Task description> Every single entry should be printed exactly.

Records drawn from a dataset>
=== Section Start ===
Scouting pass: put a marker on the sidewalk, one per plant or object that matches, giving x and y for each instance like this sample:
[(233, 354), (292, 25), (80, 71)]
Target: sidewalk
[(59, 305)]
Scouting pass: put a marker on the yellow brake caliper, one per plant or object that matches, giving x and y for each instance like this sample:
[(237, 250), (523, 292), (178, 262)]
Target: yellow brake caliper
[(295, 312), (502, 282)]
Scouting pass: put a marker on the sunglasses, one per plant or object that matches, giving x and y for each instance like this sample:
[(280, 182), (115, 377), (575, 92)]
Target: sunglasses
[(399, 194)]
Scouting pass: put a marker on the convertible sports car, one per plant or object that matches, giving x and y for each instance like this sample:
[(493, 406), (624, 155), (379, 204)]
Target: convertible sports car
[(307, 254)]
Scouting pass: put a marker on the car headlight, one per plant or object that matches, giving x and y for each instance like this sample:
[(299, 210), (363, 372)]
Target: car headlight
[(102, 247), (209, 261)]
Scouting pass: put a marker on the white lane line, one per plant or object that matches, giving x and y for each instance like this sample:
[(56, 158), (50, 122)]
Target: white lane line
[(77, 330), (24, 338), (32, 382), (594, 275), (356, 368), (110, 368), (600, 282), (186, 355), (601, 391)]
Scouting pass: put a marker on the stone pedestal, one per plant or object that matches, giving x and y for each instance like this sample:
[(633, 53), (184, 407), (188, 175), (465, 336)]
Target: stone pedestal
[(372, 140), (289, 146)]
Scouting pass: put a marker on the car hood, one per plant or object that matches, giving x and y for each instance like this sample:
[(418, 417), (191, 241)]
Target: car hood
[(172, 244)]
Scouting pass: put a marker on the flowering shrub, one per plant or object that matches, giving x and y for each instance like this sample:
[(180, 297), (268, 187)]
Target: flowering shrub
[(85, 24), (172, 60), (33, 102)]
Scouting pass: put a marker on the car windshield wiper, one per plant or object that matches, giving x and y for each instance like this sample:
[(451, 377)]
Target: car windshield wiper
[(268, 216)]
=== Section End ===
Answer to this problem>
Scouting pass: put a marker on the sidewalk, one per plant or object that matches, giving x and y for each instance like this sample:
[(233, 354), (292, 25), (80, 71)]
Target: sidewalk
[(59, 305)]
Scouting pass: put a marker on the yellow brake caliper, one per plant or object that matches, giving x and y for each instance like this sample:
[(237, 250), (523, 292), (178, 262)]
Target: yellow brake caliper
[(295, 312), (502, 282)]
Scouting pass: put a marker on the sunglasses, one per plant or object that matches, giving x and y for each instance like this sample:
[(280, 182), (115, 377), (575, 92)]
Target: sunglasses
[(399, 194)]
Scouting pass: put a marker on the convertible sports car, one per plant or object that matches, giving x and y for each instance like this sample:
[(493, 406), (624, 155), (379, 204)]
Target: convertible sports car
[(307, 254)]
Scouting pass: put a marker on the car headlight, one per plant or object that matches, giving x and y for each instance like this sample:
[(299, 210), (363, 372)]
Target: car headlight
[(102, 247), (209, 261)]
Scouting pass: put a marker on the white lane line, one per plant or object that matches, giving x and y for each instance like this sample:
[(56, 158), (50, 122)]
Target: white lane line
[(77, 330), (24, 338), (32, 382), (594, 275), (356, 368), (110, 368), (600, 282), (186, 355), (601, 391)]
Scouting pass: put a marker on the stone pedestal, one per plant or object that matches, giving x and y for each instance like this sample:
[(633, 53), (184, 407), (188, 175), (465, 336)]
Target: stone pedestal
[(372, 140), (289, 146)]
Scouting pass: put a marker on the car hood, one per plant or object that matches, giving x and y for each instance like this sample:
[(418, 417), (191, 241)]
Target: car hood
[(172, 244)]
Scouting pass: put a marker on the flowering shrub, one per plant or object that matches, giving x and y for each instance like this sample:
[(180, 297), (268, 187)]
Target: flowering shrub
[(85, 24), (172, 60), (33, 102)]
Scouting pass: put a marker on the car windshield wiper, one per plant or object that matches, giving x and y for each instance like this sample:
[(451, 377)]
Target: car windshield wiper
[(268, 216)]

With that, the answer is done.